--- EXERCISE REQUIREMENTS ---
Scan the entries for the word "plastic". Every line that has it should be copied.

[EXTRACTED ENTRIES]

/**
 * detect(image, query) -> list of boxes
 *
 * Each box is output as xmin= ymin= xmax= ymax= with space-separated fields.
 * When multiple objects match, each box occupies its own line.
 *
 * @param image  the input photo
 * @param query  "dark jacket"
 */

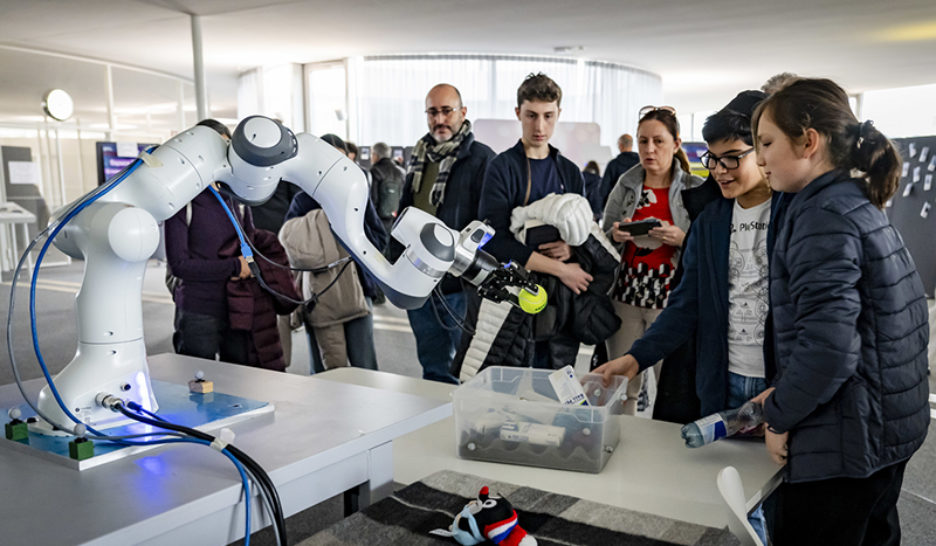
xmin=285 ymin=191 xmax=388 ymax=300
xmin=370 ymin=157 xmax=406 ymax=221
xmin=598 ymin=151 xmax=640 ymax=209
xmin=478 ymin=141 xmax=585 ymax=265
xmin=391 ymin=134 xmax=495 ymax=294
xmin=628 ymin=194 xmax=787 ymax=417
xmin=583 ymin=171 xmax=603 ymax=218
xmin=221 ymin=230 xmax=299 ymax=371
xmin=766 ymin=170 xmax=929 ymax=483
xmin=460 ymin=229 xmax=621 ymax=376
xmin=250 ymin=181 xmax=301 ymax=233
xmin=165 ymin=189 xmax=251 ymax=320
xmin=652 ymin=176 xmax=722 ymax=424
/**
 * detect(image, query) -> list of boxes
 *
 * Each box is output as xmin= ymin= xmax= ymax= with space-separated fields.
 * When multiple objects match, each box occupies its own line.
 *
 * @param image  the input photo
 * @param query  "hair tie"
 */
xmin=857 ymin=120 xmax=874 ymax=147
xmin=853 ymin=120 xmax=876 ymax=171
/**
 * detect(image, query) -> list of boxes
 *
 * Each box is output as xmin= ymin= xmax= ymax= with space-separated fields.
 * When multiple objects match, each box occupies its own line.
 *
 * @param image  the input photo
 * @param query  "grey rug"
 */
xmin=302 ymin=470 xmax=739 ymax=545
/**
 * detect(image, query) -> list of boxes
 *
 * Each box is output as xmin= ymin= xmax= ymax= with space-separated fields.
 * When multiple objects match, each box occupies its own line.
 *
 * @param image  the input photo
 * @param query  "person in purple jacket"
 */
xmin=165 ymin=119 xmax=256 ymax=364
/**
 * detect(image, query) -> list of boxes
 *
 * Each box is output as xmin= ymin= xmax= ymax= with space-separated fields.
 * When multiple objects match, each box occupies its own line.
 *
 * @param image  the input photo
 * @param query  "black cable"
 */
xmin=217 ymin=194 xmax=358 ymax=306
xmin=249 ymin=259 xmax=353 ymax=306
xmin=429 ymin=285 xmax=475 ymax=335
xmin=118 ymin=403 xmax=288 ymax=545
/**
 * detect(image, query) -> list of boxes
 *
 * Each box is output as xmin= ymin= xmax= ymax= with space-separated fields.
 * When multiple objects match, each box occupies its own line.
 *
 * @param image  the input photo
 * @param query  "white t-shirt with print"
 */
xmin=727 ymin=197 xmax=771 ymax=378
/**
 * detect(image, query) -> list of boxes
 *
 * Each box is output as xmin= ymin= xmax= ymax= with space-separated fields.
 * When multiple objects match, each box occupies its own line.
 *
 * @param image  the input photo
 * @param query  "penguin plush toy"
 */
xmin=430 ymin=486 xmax=537 ymax=545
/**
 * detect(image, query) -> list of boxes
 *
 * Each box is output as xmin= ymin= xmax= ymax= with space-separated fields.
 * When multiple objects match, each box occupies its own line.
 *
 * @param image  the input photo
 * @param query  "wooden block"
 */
xmin=188 ymin=379 xmax=214 ymax=394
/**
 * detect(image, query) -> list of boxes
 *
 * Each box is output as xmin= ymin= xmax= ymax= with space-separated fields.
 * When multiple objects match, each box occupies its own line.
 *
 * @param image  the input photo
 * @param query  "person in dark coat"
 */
xmin=165 ymin=118 xmax=292 ymax=368
xmin=389 ymin=83 xmax=494 ymax=384
xmin=597 ymin=133 xmax=640 ymax=210
xmin=220 ymin=230 xmax=299 ymax=371
xmin=582 ymin=160 xmax=603 ymax=220
xmin=751 ymin=79 xmax=928 ymax=545
xmin=478 ymin=73 xmax=592 ymax=370
xmin=369 ymin=141 xmax=406 ymax=235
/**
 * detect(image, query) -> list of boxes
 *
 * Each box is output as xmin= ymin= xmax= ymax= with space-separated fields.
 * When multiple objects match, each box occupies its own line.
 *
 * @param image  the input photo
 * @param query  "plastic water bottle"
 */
xmin=680 ymin=401 xmax=764 ymax=448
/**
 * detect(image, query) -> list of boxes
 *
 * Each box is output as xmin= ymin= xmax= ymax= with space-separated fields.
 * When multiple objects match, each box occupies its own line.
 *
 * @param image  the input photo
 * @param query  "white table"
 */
xmin=0 ymin=354 xmax=450 ymax=545
xmin=317 ymin=367 xmax=783 ymax=529
xmin=0 ymin=201 xmax=36 ymax=274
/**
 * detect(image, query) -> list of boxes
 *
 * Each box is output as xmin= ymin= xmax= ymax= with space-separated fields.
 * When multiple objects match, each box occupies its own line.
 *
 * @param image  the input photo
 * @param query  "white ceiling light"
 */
xmin=42 ymin=88 xmax=74 ymax=121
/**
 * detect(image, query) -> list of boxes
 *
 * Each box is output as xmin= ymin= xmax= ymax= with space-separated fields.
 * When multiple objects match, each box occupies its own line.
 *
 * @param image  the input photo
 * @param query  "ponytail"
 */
xmin=753 ymin=78 xmax=902 ymax=209
xmin=674 ymin=148 xmax=691 ymax=174
xmin=849 ymin=120 xmax=901 ymax=208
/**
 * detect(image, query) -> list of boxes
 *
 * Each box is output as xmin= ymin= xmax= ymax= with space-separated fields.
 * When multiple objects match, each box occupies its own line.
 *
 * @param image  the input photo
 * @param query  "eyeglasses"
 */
xmin=699 ymin=148 xmax=756 ymax=170
xmin=425 ymin=107 xmax=459 ymax=117
xmin=639 ymin=105 xmax=677 ymax=118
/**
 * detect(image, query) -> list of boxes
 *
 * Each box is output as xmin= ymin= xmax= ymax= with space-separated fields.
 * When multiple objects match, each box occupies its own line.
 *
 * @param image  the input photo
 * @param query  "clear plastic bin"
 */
xmin=454 ymin=366 xmax=628 ymax=473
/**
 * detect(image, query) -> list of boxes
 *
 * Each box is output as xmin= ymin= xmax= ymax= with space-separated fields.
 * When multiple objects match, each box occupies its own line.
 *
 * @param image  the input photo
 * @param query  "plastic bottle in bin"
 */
xmin=680 ymin=400 xmax=764 ymax=448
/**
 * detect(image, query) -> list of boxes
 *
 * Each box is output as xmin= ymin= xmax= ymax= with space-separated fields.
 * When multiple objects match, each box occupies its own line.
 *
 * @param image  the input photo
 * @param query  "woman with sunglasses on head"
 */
xmin=743 ymin=78 xmax=927 ymax=546
xmin=600 ymin=105 xmax=704 ymax=414
xmin=596 ymin=91 xmax=780 ymax=543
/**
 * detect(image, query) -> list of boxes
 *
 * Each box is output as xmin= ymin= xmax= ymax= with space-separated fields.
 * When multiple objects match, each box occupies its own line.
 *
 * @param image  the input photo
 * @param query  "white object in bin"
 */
xmin=548 ymin=365 xmax=589 ymax=406
xmin=454 ymin=366 xmax=628 ymax=473
xmin=500 ymin=422 xmax=565 ymax=446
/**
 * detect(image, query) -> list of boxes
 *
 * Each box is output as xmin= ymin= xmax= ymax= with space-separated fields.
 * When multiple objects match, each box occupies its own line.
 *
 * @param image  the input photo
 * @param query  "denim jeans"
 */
xmin=173 ymin=309 xmax=249 ymax=365
xmin=307 ymin=298 xmax=378 ymax=373
xmin=406 ymin=291 xmax=466 ymax=384
xmin=727 ymin=371 xmax=769 ymax=545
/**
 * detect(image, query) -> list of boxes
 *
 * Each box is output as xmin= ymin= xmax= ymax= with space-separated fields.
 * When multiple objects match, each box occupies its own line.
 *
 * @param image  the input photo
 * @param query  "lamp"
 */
xmin=42 ymin=89 xmax=74 ymax=121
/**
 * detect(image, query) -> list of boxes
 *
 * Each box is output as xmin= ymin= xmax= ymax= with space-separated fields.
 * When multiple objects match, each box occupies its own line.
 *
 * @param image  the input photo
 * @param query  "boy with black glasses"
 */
xmin=596 ymin=90 xmax=785 ymax=545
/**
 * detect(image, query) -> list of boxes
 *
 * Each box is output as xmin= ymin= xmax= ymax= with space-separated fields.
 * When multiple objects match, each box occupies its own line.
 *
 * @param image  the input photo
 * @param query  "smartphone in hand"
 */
xmin=617 ymin=219 xmax=662 ymax=236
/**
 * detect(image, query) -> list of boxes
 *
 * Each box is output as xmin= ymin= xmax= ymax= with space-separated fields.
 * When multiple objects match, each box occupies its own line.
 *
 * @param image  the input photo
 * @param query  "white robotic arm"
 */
xmin=33 ymin=116 xmax=542 ymax=432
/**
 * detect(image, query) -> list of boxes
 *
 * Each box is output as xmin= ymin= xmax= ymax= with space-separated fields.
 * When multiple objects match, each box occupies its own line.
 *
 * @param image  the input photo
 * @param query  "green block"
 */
xmin=4 ymin=421 xmax=28 ymax=442
xmin=69 ymin=438 xmax=94 ymax=460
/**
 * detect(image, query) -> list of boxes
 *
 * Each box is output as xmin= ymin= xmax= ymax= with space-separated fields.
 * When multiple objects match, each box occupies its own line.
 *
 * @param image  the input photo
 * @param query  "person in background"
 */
xmin=595 ymin=91 xmax=776 ymax=543
xmin=478 ymin=73 xmax=590 ymax=370
xmin=390 ymin=83 xmax=494 ymax=384
xmin=582 ymin=160 xmax=604 ymax=220
xmin=282 ymin=134 xmax=387 ymax=372
xmin=601 ymin=105 xmax=704 ymax=414
xmin=166 ymin=119 xmax=297 ymax=371
xmin=370 ymin=141 xmax=406 ymax=235
xmin=598 ymin=133 xmax=641 ymax=210
xmin=249 ymin=153 xmax=302 ymax=368
xmin=748 ymin=78 xmax=928 ymax=546
xmin=345 ymin=141 xmax=359 ymax=163
xmin=760 ymin=72 xmax=798 ymax=95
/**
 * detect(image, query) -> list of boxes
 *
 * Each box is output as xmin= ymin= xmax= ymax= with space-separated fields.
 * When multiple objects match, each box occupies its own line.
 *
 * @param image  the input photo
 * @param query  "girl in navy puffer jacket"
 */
xmin=751 ymin=78 xmax=929 ymax=546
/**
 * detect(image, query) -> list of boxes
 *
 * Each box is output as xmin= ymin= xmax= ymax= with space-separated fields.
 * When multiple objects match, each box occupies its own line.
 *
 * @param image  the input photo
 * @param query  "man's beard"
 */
xmin=432 ymin=125 xmax=453 ymax=142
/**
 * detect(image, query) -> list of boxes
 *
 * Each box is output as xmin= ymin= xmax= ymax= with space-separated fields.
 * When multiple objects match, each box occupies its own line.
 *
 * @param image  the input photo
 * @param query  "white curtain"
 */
xmin=249 ymin=55 xmax=662 ymax=149
xmin=237 ymin=64 xmax=304 ymax=131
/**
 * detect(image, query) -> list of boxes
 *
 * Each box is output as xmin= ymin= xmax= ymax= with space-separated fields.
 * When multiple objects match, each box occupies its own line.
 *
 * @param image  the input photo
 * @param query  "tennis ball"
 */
xmin=517 ymin=285 xmax=547 ymax=314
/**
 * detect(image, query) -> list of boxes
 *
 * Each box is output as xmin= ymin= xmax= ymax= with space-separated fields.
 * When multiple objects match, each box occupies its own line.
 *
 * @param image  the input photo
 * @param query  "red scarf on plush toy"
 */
xmin=478 ymin=486 xmax=527 ymax=546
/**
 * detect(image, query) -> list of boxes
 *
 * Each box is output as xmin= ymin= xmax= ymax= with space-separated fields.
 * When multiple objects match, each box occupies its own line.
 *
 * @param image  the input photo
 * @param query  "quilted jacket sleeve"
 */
xmin=764 ymin=207 xmax=863 ymax=433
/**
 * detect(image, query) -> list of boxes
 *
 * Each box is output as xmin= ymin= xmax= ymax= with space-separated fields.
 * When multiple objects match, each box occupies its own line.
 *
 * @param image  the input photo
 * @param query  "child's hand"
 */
xmin=592 ymin=354 xmax=639 ymax=387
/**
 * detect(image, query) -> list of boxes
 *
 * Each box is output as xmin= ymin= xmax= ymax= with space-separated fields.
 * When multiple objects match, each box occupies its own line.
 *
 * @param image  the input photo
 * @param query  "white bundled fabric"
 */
xmin=459 ymin=298 xmax=514 ymax=383
xmin=509 ymin=193 xmax=620 ymax=262
xmin=509 ymin=193 xmax=595 ymax=247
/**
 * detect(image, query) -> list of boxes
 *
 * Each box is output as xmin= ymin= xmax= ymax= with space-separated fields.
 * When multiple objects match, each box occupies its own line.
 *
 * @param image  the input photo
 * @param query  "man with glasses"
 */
xmin=390 ymin=83 xmax=494 ymax=383
xmin=595 ymin=90 xmax=783 ymax=544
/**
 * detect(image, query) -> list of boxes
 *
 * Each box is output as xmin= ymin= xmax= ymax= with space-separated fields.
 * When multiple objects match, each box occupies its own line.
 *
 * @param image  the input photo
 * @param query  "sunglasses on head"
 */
xmin=639 ymin=105 xmax=677 ymax=118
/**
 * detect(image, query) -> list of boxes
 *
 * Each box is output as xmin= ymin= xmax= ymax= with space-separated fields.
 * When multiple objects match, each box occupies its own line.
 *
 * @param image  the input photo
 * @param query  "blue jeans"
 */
xmin=307 ymin=298 xmax=378 ymax=373
xmin=727 ymin=371 xmax=769 ymax=545
xmin=406 ymin=291 xmax=466 ymax=384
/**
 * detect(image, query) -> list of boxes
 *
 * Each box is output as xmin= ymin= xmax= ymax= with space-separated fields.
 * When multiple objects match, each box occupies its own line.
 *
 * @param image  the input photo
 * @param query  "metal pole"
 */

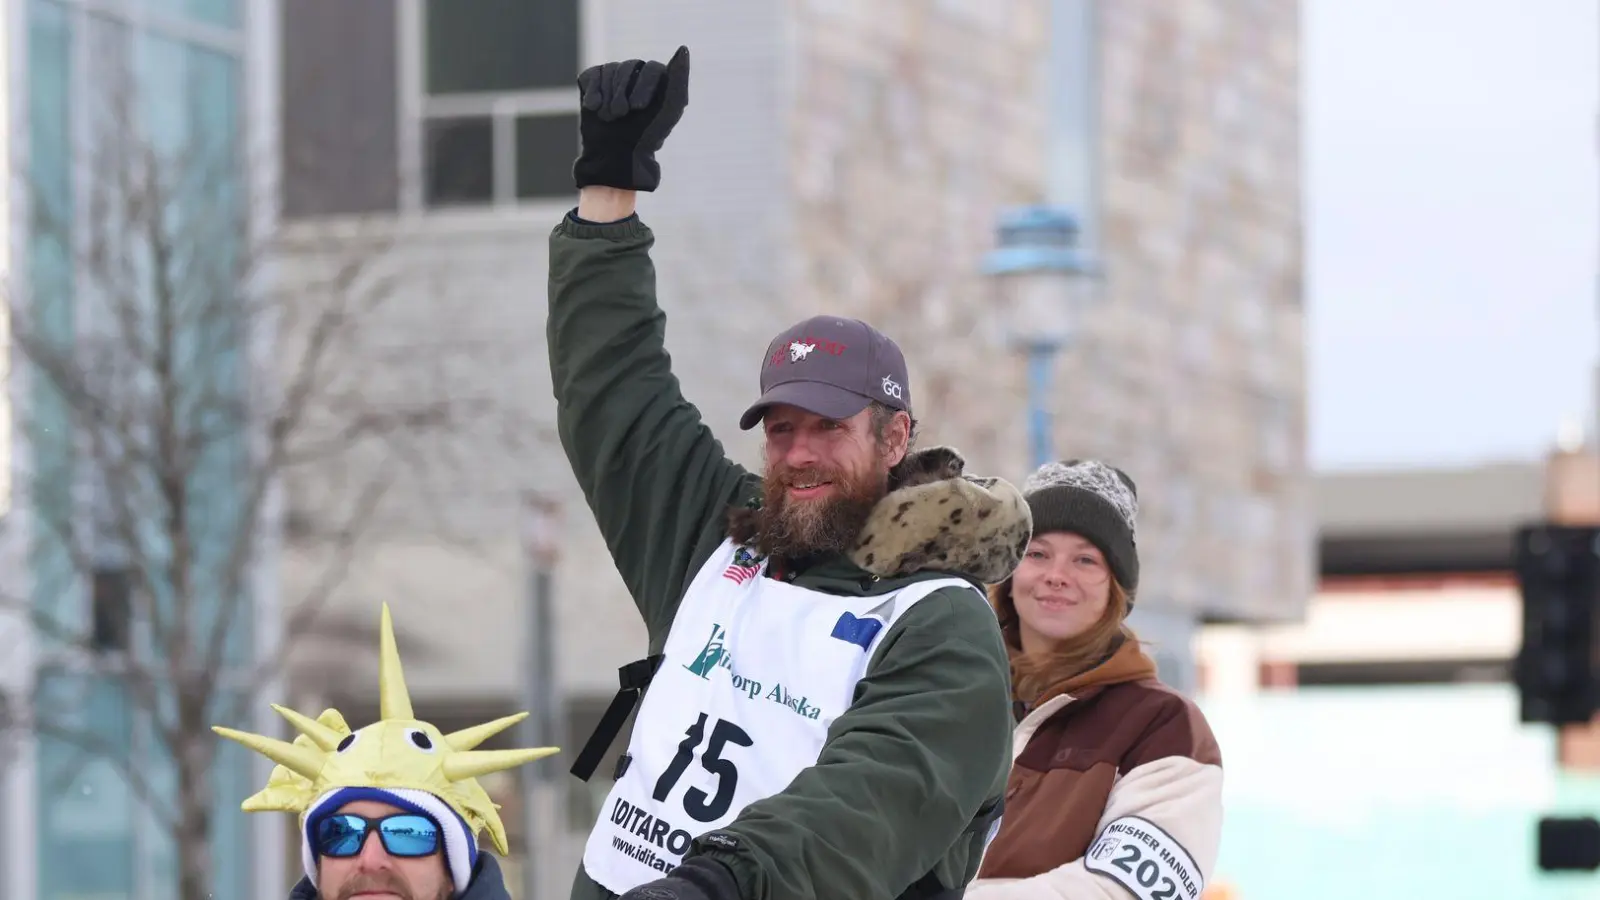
xmin=1027 ymin=345 xmax=1057 ymax=469
xmin=521 ymin=495 xmax=562 ymax=900
xmin=523 ymin=566 xmax=554 ymax=900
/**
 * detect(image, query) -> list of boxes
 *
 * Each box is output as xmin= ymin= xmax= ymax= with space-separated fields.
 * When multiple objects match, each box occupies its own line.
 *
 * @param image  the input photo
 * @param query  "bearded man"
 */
xmin=550 ymin=46 xmax=1033 ymax=900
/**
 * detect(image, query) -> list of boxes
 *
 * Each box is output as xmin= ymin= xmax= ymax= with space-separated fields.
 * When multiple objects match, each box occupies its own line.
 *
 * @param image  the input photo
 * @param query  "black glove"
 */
xmin=617 ymin=856 xmax=740 ymax=900
xmin=573 ymin=45 xmax=691 ymax=192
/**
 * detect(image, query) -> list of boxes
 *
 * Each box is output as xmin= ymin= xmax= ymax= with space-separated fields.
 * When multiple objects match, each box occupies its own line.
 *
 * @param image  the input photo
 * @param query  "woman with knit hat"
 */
xmin=966 ymin=460 xmax=1224 ymax=900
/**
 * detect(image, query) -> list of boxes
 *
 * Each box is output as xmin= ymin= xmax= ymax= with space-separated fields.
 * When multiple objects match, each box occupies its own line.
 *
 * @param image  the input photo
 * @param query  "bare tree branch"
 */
xmin=219 ymin=454 xmax=395 ymax=728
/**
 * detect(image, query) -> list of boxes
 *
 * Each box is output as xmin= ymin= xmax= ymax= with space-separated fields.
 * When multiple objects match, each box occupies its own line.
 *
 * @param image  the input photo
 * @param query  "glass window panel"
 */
xmin=81 ymin=14 xmax=134 ymax=168
xmin=146 ymin=690 xmax=253 ymax=899
xmin=208 ymin=729 xmax=254 ymax=900
xmin=137 ymin=30 xmax=187 ymax=161
xmin=280 ymin=0 xmax=400 ymax=217
xmin=27 ymin=1 xmax=72 ymax=228
xmin=424 ymin=116 xmax=494 ymax=206
xmin=172 ymin=41 xmax=253 ymax=672
xmin=144 ymin=692 xmax=179 ymax=900
xmin=425 ymin=0 xmax=578 ymax=94
xmin=136 ymin=31 xmax=240 ymax=182
xmin=123 ymin=35 xmax=251 ymax=672
xmin=27 ymin=0 xmax=80 ymax=641
xmin=515 ymin=114 xmax=578 ymax=201
xmin=34 ymin=672 xmax=136 ymax=898
xmin=91 ymin=567 xmax=134 ymax=653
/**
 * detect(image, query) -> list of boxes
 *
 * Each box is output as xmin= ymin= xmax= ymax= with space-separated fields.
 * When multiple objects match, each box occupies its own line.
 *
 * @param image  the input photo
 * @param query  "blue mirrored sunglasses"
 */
xmin=314 ymin=813 xmax=441 ymax=858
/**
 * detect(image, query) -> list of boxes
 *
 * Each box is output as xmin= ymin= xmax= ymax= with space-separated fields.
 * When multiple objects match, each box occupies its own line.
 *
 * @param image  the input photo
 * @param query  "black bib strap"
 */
xmin=569 ymin=654 xmax=664 ymax=782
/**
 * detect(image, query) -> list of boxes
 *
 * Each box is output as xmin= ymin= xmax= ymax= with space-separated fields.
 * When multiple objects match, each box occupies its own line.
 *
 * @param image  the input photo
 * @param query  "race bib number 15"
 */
xmin=1083 ymin=816 xmax=1204 ymax=900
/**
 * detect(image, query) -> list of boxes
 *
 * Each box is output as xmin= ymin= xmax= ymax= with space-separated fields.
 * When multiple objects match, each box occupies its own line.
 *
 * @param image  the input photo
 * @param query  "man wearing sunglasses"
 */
xmin=214 ymin=604 xmax=559 ymax=900
xmin=295 ymin=797 xmax=490 ymax=900
xmin=550 ymin=44 xmax=1026 ymax=900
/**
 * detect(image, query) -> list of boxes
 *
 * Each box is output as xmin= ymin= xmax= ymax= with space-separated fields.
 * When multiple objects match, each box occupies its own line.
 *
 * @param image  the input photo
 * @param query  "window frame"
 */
xmin=396 ymin=0 xmax=586 ymax=213
xmin=65 ymin=0 xmax=244 ymax=54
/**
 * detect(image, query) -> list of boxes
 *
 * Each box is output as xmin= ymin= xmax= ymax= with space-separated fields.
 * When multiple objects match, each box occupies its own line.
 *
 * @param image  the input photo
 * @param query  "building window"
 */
xmin=423 ymin=116 xmax=494 ymax=206
xmin=425 ymin=0 xmax=575 ymax=93
xmin=90 ymin=566 xmax=133 ymax=654
xmin=279 ymin=0 xmax=580 ymax=217
xmin=280 ymin=0 xmax=402 ymax=217
xmin=417 ymin=0 xmax=581 ymax=209
xmin=33 ymin=672 xmax=137 ymax=898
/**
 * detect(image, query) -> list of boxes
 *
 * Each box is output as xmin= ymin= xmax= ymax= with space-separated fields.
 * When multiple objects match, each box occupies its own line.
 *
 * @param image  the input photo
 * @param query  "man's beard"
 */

[/EXTRACTED ENTRIES]

--- SOLUTION FOR THIS PROBLEM ---
 * @param query  "plastic water bottle"
 * @param query  "clear plastic bin"
 * @param query  "plastic bottle in bin"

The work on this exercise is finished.